=== SET EXERCISE ===
Leave the pictures out. Return all other data exactly.

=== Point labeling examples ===

• • •

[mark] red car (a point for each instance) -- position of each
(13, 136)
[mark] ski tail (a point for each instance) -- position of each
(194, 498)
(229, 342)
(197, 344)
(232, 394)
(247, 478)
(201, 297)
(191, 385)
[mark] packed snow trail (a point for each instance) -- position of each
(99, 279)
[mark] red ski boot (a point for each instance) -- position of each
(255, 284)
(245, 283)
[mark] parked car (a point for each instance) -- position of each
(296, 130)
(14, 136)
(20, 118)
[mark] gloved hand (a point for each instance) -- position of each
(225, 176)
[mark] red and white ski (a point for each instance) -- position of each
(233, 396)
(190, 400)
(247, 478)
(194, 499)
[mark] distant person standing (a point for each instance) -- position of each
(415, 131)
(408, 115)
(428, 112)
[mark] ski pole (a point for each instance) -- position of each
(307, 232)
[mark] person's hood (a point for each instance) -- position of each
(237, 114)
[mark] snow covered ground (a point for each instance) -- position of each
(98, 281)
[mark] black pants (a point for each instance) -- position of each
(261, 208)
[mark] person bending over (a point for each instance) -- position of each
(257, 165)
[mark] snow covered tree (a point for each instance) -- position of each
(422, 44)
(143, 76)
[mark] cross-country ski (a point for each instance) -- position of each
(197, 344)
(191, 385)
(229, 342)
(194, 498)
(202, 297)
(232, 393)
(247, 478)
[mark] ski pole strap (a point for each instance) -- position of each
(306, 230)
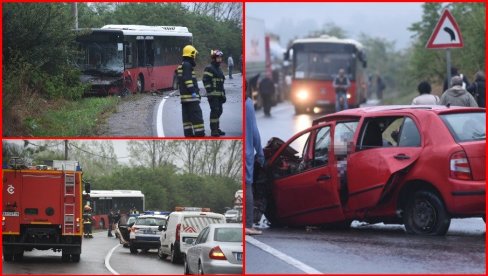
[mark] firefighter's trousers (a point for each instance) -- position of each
(192, 119)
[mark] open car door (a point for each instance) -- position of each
(384, 149)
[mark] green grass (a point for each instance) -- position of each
(77, 118)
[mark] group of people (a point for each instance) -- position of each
(460, 93)
(213, 81)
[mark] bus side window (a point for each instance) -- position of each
(128, 55)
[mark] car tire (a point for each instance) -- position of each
(175, 255)
(75, 258)
(425, 214)
(186, 269)
(200, 268)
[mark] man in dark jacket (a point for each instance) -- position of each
(477, 88)
(457, 95)
(190, 94)
(213, 80)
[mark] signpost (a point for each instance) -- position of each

• • •

=== FINAL ANSWER ===
[mark] red car (a point for each instance) -- position of each
(13, 136)
[mark] ski tail (a point for each instance) -- position of each
(194, 498)
(229, 342)
(197, 344)
(232, 394)
(247, 478)
(201, 297)
(191, 385)
[mark] packed snow trail (a point for each instance) -- position of each
(99, 279)
[mark] red ski boot (a point for each instance) -- position of each
(255, 284)
(245, 283)
[mark] parked car (a point for each instance) -- position of each
(296, 130)
(14, 136)
(20, 118)
[mark] gloved hand (a point for each instance) -- position of each
(225, 176)
[mark] red and white ski (a point for each instance) -- position of each
(233, 396)
(190, 400)
(247, 478)
(194, 499)
[mark] distant person standing (a point for each instance) -- position of each
(415, 131)
(408, 115)
(428, 112)
[mark] ski pole (a point for each instance) -- position of each
(307, 232)
[mark] person's hood (a point for each instance) -- position of each
(237, 114)
[mark] snow covered ground (a point for each instance) -- position of each
(98, 281)
[mark] black pants (a point for each instance) -- position of each
(261, 208)
[mark] person bending over (a point for each instance) -- position of each
(257, 165)
[mark] snow covered tree (a point for each instance) -- position of each
(422, 44)
(143, 76)
[mark] cross-country ski (a point for each instance) -- position of each
(197, 344)
(191, 385)
(229, 342)
(194, 498)
(202, 297)
(232, 393)
(247, 478)
[mark] ski pole strap (a point for each instance) -- position of each
(306, 230)
[mark] firefighter's trousers (a point for each instance) -- position of each
(192, 119)
[mark] open car door (a point for each instance) -- position of each
(384, 149)
[mark] green grass (a point for each instance) -- position of each
(77, 118)
[mark] group of people (a point for each instance) -- position of each
(460, 93)
(213, 81)
[mark] bus side window (a point for each instance) -- position of each
(128, 55)
[mark] car tire (a point for each instance) -- position of each
(175, 255)
(75, 258)
(425, 214)
(186, 269)
(200, 268)
[mark] man in dark jacket (a point for each instance) -- position of each
(477, 88)
(457, 95)
(190, 94)
(213, 80)
[mark] signpost (a point for each instance) -- position of each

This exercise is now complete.